Your objective: Rewrite the records below with "Return one point for each instance" replaced by "Give one point per instance" wherever it occurs, leaving everything else unchanged. Omit the pictures from your output.

Supplied data:
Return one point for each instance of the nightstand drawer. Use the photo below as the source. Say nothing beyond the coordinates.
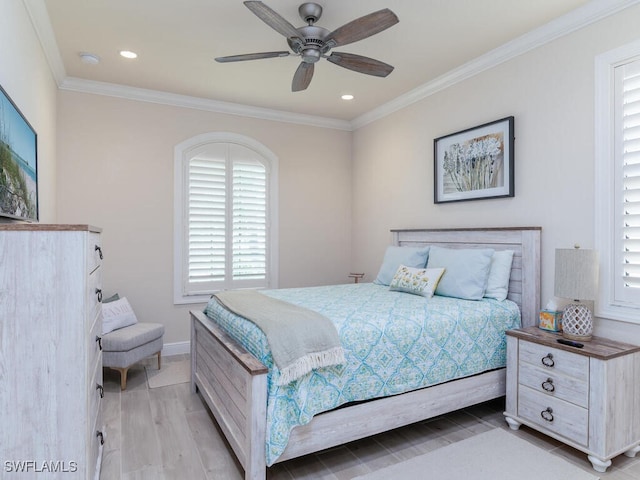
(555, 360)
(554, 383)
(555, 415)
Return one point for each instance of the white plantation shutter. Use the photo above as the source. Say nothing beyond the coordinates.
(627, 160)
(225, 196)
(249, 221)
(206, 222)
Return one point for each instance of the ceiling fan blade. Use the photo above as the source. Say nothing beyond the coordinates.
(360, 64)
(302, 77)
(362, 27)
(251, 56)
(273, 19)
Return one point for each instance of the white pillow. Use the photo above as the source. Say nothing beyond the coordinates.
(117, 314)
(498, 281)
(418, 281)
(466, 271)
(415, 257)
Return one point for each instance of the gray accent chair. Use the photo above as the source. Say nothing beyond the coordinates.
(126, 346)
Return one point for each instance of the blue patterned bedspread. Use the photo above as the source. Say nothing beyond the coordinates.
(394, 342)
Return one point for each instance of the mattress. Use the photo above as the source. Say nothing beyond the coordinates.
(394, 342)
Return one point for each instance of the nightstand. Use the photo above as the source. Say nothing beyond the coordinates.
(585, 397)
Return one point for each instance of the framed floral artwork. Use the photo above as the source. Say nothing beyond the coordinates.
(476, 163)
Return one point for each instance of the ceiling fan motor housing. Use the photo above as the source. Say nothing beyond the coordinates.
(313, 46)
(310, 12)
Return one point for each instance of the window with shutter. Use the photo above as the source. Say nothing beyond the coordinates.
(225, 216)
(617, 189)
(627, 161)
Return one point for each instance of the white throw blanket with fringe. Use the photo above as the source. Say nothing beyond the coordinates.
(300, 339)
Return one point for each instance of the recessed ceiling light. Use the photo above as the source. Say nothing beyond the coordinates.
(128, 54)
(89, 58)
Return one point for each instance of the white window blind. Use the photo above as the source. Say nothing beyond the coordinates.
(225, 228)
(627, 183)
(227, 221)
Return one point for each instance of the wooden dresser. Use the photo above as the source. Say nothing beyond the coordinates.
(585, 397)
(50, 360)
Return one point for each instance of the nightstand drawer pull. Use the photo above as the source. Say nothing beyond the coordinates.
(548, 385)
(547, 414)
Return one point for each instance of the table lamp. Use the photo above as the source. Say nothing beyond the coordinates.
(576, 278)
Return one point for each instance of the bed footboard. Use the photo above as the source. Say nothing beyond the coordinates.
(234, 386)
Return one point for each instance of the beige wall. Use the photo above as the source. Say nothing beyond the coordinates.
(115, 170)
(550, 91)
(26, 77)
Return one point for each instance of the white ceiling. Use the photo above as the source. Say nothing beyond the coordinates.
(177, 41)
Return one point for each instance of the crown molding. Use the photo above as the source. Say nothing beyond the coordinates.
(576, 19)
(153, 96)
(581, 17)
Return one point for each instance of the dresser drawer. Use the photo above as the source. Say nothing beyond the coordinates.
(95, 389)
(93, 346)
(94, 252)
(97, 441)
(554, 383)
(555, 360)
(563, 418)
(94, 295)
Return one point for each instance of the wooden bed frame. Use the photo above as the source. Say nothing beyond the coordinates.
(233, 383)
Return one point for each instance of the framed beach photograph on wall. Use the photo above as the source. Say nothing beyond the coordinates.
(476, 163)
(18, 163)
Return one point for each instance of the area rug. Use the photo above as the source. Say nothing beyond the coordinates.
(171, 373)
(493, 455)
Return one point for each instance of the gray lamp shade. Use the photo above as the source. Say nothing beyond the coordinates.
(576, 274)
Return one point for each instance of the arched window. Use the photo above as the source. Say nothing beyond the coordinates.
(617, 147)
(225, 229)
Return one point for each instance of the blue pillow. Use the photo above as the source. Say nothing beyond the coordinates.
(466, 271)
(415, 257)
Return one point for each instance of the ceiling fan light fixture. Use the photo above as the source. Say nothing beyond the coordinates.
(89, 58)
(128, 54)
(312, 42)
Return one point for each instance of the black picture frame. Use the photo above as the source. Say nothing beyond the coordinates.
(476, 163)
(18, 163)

Output below:
Give one point per instance of the nightstand drawer. Use the photo below as the source. Say nothing beyond the coordinates.
(555, 360)
(554, 383)
(555, 415)
Give one point per instance of the white plantation shutter. Use the photo above as the source. Say nothing beyond the coordinates.
(627, 160)
(225, 196)
(249, 221)
(206, 222)
Give one point per instance of the ceiling fan blade. Use the photo above as the source. Say nothing beyond the coordinates.
(360, 64)
(302, 77)
(362, 27)
(251, 56)
(273, 19)
Give one point per instance of the white pillow. Use the photo above as the source. Say nothing beyond the coordinates.
(117, 314)
(498, 281)
(418, 281)
(466, 271)
(415, 257)
Give one point per instance of the gray accent chair. Use the photo above as the source. Say nothing beyond the coordinates.
(126, 346)
Give one point per instance of the blue patterned bedspread. Use the photo above as the source. Say nothing beyond the coordinates.
(394, 342)
Give one point per instance of the mattress. Use the photo above as the source. Say nothing beyond the coordinates.
(394, 342)
Give one point per instance of the nightstand. Use the photo above as the source. Say nothing beyond the coordinates.
(585, 397)
Give one point per instance of the framed floral artwork. Use the photo above as the source. Say nothing beyond the coordinates.
(476, 163)
Give one point per instance of the ceiling fan motor housing. Use the photo above as the source. Say nothing beyond the coordinates.
(313, 46)
(310, 12)
Give one point per instance of the window with shutter. Use the photo above as the source. Say nothing beyond the coordinates.
(225, 216)
(617, 189)
(627, 161)
Give one point per instance of the white throw blanket with fringe. Use the photo above as the source. Say nothing beyond the coordinates.
(300, 339)
Give one point per instance of the recessed ceiling light. Use the photo above as the source. Say nothing beyond the coordinates.
(128, 54)
(89, 58)
Give one point per instance of the white window blind. Use the photo above as the source. Say nothing beyond the coordinates.
(225, 228)
(627, 183)
(227, 221)
Give one point per instance of the wooden dresser. Use the photo above as the source. Say nothing beyond the coordinates.
(585, 397)
(50, 360)
Give one point per instance of the nightstand drawer pull. Use the photo above as the source. Say nothing beyond the coordinates.
(548, 385)
(547, 414)
Give one point per instance of the table lamp. Use the photo above as the source. Say nothing beyond the coordinates.
(576, 278)
Give one point per instance of the bed footboard. Use the photo above as the source. Say nothing beyond the coordinates.
(234, 386)
Give one point per instance of the beige wall. Use the photo above as the source. Say nothing beyond the coordinates.
(115, 170)
(550, 91)
(26, 77)
Give one point per instance of the white ceiling. Use the photo above as the source. Say nothing beyond the coordinates.
(177, 41)
Give one point per instance of the crown molding. Use the photo above as the source. Say nothing beyond the coordinates.
(576, 19)
(153, 96)
(581, 17)
Give one point per instance of the dresser drawer. Use the photo above as the source. Say nothing beyond the coordinates.
(95, 389)
(93, 346)
(94, 252)
(97, 441)
(554, 383)
(555, 360)
(563, 418)
(94, 295)
Give one point per instance of the wooden bed frame. Use the photo above as the source. Say nothing beyond the coordinates.
(233, 383)
Give one point per instance of the framed beach photograph on wall. Use the photo above as the source. Say nothing beyond the coordinates.
(476, 163)
(18, 163)
Give one point per instance of the area rug. Use the photo above as the source. Say nothing beyond the coordinates.
(171, 373)
(493, 455)
Give one point per instance of the gray lamp shade. Use the photo above as the source. Say nothing beyond the coordinates.
(576, 274)
Give one point per instance of the arched window. Use the photo above as the source. Say nothing beyond the coordinates.
(617, 147)
(225, 229)
Give one point per instance of the blue pillow. Use the photo above as the source. Say nothing beyond the coordinates.
(466, 271)
(415, 257)
Give one point per instance of the ceiling fan light fixture. Use the photo above as the source. Say nothing beyond the coordinates.
(89, 58)
(128, 54)
(312, 42)
Give one point per instance of the black picture frame. Use the photo above as the source. Say nothing beyond the coordinates.
(476, 163)
(18, 163)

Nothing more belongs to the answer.